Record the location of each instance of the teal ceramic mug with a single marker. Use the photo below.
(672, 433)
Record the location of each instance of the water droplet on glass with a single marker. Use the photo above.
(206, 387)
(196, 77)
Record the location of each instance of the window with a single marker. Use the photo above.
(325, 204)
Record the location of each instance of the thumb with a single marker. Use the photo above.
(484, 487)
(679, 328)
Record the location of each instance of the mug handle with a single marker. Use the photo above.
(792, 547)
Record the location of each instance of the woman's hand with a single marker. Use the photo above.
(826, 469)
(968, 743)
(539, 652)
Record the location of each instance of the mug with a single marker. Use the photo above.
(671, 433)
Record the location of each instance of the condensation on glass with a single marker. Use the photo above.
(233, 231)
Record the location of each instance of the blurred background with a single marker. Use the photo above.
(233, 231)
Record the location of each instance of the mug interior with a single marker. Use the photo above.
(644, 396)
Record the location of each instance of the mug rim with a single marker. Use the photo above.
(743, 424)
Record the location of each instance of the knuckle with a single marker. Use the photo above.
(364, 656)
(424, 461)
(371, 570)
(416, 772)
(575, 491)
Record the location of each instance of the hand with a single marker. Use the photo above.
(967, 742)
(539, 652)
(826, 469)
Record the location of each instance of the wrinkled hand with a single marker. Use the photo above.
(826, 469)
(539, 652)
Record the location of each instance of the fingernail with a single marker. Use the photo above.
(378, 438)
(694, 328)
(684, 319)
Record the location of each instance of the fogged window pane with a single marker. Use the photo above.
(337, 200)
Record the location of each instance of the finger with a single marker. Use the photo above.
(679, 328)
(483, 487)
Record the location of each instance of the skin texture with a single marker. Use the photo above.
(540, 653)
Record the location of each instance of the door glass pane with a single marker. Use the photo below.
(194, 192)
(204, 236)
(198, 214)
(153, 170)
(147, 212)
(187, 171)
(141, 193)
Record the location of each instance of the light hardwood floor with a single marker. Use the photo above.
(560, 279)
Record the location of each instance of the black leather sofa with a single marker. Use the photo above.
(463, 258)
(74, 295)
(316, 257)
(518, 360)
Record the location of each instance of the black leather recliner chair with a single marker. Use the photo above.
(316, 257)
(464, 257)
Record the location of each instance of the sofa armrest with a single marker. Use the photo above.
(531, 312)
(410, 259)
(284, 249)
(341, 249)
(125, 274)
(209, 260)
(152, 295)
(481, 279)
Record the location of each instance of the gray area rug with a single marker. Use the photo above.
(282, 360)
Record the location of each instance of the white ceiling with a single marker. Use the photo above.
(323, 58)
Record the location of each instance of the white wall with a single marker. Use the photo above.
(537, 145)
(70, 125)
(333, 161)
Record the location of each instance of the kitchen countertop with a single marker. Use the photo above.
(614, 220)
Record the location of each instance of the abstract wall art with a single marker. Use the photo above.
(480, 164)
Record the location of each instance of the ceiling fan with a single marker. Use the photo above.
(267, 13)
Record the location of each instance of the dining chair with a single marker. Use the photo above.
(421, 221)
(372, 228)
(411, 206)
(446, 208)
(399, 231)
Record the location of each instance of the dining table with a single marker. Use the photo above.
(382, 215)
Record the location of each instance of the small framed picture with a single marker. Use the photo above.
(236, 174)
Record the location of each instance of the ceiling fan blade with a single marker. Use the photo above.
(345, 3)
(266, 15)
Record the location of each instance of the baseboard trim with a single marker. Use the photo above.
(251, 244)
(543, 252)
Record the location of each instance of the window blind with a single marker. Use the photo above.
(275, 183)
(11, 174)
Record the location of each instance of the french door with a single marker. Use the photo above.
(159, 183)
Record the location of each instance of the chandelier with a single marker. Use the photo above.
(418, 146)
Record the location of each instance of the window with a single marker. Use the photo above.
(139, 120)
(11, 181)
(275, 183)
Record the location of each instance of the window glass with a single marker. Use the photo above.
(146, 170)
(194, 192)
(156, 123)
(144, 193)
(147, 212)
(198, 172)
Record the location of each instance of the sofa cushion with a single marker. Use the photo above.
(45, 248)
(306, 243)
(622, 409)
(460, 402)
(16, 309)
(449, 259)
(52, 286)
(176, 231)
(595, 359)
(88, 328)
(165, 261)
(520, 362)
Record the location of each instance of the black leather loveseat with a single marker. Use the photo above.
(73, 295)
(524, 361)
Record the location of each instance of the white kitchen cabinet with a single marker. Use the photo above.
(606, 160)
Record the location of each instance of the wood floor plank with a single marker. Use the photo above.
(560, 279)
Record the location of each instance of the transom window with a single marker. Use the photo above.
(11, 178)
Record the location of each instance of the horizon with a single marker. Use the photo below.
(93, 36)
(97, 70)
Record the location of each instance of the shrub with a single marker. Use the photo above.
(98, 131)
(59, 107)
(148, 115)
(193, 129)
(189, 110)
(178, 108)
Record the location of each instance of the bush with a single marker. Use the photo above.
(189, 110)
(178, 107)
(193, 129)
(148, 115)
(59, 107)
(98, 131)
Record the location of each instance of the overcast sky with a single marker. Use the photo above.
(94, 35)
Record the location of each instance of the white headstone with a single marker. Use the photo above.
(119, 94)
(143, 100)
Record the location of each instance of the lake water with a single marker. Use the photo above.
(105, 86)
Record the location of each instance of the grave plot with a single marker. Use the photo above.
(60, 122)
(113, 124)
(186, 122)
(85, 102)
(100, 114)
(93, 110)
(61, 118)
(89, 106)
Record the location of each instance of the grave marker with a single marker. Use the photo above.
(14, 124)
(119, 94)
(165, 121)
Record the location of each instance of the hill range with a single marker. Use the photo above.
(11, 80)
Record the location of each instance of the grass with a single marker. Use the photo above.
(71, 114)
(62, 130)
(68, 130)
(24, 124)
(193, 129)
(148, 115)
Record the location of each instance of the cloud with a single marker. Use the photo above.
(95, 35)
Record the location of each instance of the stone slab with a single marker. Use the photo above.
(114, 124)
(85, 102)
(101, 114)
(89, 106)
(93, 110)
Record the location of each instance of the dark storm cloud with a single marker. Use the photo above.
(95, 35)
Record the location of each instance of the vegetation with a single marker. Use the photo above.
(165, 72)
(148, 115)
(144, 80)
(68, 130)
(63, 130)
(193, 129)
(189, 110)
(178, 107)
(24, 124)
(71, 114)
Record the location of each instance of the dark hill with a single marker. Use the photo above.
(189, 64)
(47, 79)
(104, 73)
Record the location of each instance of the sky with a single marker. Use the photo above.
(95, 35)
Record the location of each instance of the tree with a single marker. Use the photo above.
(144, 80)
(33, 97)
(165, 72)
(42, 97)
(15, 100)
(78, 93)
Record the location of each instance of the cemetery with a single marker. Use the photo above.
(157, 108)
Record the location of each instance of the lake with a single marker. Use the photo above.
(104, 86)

#####

● 과제:
"Record the location of each instance of the tree"이 들어 있는 행에서 시작해 마지막 행에서 끝나는 부분을 다시 쓰세요. "cemetery"를 "graveyard"로 바꾸고 나머지는 모두 그대로 두세요.

● 이 과제의 답:
Record the location of each instance of the tree with a single marker. Use the photo above.
(144, 80)
(33, 97)
(165, 72)
(42, 97)
(15, 100)
(78, 93)
Record the location of each instance of the graveyard with a single marker. Use the photo above.
(157, 108)
Record the location of each instance of the lake with a single marker. Use the photo above.
(104, 86)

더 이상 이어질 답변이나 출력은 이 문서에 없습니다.